Por primera vez en la historia, los Juegos Olímpicos
no son transmitidos en México por las cadenas que dominan la televisión
abierta. El hecho tiene implicaciones de todo tipo: comerciales, económicas,
culturales y también políticas.
Desde el punto de vista del duopolio televisivo, el
efecto comercial de perderse los Juegos Olímpicos –por no haber aceptado las
condiciones del consorcio que encabeza Carlos Slim, dueño de los derechos de
transmisión- es menos fuerte de lo que muchos se imaginan, pero sí tiene importancia.
Televisa dice que el aumento de ingresos por los
Juegos Olímpicos fue de sólo 1 por ciento para 2012; Televisión Azteca pone esa
cifra en 6 por ciento. Ambas alegan que ese incremento se compensa con los
gastos de enviar equipos de producción a la ciudad sede, por lo que, a la hora
de hacer cuentas, no pierden nada.
Tal vez estaríamos de acuerdo con ellos si se
tratara exclusivamente de hacer cuentas con los resultados financieros del año,
pero el hecho es que la no cobertura olímpica afecta el rating de las empresas
en el área deportiva y también lo hace en los programas no deportivos (hay una
cosa elemental que sabe todo programador de televisión, que se llama
continuidad). También significa una merma de imagen ante los clientes, que son
los anunciantes.
Hay quienes dicen que se trata del principio del fin
de la televisión abierta. Tal vez sea, más bien, del síntoma más visible de un
proceso en marcha desde hace varios años, y que se ha acelerado con la irrupción
de las plataformas de internet.
Será el sereno, pero si la no transmisión de los
Juegos Olímpicos fuera de verdad indolora para el duopolio, Televisa no hubiera
expulsado a TVC Deportes, que le abrió un boquete en 2008 y 2012, de los
sistemas de cable que controla, y en estas fechas no estarían ambos grandes
consorcios intentando minimizar el evento –con distintos matices, Azteca es más
radical, hay que acotar-. El sol no se tapa con un dedo. Y no podrán negar que
millones de televidentes los han abandonado, al menos por estos días, para ver
las transmisiones olímpicas.

Información proporcionada -
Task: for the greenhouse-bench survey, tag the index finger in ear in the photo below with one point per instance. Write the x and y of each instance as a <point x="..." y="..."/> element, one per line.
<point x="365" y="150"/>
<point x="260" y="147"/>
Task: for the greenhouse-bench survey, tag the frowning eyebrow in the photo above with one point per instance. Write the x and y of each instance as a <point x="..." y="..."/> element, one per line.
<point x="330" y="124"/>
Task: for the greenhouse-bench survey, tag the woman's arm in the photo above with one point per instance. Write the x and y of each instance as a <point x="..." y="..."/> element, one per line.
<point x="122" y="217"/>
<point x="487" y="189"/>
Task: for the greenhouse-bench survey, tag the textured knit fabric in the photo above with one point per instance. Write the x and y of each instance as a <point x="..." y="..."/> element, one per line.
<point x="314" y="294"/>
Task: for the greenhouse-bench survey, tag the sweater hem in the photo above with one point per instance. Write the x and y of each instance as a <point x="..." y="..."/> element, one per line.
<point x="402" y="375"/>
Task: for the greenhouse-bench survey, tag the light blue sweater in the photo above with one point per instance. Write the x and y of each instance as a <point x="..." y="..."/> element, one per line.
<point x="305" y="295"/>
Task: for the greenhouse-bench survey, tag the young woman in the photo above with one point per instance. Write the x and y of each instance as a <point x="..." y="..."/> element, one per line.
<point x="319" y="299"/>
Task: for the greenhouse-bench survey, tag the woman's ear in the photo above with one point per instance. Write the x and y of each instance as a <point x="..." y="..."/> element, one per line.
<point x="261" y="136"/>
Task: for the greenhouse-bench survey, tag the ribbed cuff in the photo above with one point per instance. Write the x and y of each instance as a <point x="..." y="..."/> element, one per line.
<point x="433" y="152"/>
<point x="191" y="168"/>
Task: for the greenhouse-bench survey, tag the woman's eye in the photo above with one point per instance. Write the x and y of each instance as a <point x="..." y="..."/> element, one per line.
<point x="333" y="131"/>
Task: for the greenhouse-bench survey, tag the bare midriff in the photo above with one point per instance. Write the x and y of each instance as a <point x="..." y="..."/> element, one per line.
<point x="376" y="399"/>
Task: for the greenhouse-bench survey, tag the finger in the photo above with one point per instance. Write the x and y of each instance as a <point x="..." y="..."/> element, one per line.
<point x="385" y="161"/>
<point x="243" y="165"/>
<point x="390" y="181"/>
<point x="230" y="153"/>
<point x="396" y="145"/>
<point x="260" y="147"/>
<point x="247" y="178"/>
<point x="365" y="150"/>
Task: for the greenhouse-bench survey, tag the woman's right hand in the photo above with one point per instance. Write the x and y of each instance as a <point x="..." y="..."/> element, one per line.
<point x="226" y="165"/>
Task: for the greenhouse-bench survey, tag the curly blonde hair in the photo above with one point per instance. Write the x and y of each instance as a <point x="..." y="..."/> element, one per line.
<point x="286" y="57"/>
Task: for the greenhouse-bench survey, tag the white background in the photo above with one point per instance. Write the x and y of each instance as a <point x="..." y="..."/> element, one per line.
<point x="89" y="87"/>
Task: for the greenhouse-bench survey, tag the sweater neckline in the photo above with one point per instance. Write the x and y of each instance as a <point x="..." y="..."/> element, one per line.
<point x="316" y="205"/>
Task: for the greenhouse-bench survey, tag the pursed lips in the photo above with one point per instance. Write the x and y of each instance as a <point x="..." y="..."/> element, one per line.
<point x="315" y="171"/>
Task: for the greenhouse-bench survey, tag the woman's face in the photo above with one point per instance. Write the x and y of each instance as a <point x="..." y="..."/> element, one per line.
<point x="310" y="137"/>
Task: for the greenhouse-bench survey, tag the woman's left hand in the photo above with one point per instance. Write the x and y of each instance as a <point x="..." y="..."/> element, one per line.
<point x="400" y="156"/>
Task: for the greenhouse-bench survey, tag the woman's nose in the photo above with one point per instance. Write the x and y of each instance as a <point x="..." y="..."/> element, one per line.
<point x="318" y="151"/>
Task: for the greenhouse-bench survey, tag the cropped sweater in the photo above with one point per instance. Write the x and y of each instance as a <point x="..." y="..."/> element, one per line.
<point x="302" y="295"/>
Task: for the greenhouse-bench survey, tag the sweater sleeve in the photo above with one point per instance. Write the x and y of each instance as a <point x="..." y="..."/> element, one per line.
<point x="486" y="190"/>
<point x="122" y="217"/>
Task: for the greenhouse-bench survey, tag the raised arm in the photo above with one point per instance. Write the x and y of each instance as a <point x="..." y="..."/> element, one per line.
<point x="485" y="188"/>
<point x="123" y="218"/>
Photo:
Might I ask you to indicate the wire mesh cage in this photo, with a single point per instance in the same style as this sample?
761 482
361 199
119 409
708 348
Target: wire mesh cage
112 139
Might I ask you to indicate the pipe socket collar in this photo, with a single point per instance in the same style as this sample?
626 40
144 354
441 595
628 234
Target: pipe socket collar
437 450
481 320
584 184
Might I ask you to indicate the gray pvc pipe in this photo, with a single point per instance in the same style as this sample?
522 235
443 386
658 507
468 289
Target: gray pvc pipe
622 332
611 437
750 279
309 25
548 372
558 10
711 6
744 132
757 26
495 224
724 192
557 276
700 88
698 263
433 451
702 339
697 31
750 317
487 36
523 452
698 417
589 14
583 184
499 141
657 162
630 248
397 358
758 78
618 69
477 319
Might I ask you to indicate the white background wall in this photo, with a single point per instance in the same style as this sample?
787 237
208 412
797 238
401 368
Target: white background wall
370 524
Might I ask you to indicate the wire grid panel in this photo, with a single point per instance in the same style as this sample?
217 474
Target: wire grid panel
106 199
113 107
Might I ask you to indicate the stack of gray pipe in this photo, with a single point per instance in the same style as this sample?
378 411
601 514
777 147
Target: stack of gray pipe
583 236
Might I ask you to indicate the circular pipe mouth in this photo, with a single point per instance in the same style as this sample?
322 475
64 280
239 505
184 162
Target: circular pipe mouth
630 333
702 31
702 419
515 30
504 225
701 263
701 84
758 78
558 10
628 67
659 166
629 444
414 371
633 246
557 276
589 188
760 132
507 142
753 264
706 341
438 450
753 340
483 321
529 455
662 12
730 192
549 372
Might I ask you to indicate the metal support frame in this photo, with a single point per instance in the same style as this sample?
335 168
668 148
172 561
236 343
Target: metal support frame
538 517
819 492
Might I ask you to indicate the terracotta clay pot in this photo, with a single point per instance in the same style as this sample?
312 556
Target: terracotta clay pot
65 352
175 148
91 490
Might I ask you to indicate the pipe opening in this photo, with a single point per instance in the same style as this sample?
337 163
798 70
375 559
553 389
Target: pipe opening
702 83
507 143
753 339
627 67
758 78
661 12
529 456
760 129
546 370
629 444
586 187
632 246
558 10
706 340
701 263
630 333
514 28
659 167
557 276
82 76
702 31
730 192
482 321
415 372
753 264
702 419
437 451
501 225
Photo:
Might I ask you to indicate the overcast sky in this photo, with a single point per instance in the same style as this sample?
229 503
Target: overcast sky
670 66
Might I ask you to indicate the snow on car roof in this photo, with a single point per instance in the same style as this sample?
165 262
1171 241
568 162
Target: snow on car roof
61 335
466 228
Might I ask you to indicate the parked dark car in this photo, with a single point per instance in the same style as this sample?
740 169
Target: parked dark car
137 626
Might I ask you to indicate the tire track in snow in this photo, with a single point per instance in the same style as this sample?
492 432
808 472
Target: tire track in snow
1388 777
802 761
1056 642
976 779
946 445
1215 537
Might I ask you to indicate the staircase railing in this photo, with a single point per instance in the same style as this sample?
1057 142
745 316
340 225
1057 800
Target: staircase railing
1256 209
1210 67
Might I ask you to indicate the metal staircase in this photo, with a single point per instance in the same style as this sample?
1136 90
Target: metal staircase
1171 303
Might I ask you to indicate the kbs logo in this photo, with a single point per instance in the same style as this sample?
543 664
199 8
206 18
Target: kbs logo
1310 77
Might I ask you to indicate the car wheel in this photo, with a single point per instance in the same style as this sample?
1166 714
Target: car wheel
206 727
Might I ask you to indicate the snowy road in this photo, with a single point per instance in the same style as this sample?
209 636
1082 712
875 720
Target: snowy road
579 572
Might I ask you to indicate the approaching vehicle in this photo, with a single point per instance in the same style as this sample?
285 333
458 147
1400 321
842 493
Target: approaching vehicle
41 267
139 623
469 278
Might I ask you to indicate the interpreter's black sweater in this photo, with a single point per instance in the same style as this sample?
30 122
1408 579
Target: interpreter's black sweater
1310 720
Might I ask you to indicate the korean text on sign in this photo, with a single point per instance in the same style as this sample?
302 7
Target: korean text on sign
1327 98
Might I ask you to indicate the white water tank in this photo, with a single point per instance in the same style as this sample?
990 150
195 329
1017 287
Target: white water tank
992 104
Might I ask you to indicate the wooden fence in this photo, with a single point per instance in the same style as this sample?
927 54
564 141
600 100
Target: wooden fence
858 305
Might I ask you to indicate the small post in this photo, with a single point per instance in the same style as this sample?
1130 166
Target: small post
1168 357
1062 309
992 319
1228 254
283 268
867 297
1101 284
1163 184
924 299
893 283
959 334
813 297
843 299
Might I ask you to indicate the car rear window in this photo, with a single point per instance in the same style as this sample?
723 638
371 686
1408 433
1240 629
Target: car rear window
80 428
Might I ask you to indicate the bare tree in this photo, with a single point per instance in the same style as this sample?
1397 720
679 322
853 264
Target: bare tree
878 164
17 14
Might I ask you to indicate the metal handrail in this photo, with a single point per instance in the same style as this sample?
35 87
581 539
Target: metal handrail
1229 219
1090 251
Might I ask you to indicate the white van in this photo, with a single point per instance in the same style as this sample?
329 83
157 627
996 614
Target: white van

Qué se pide - ¿Puedes citar al pie de la letra el texto sobre la transmisión de los Juegos Olímpicos en México, empezando por "Desde el punto" y siguiendo hasta "sí tiene importancia."?

Solución desarrollada -
Desde el punto de vista del duopolio televisivo, el
efecto comercial de perderse los Juegos Olímpicos –por no haber aceptado las
condiciones del consorcio que encabeza Carlos Slim, dueño de los derechos de
transmisión- es menos fuerte de lo que muchos se imaginan, pero sí tiene importancia.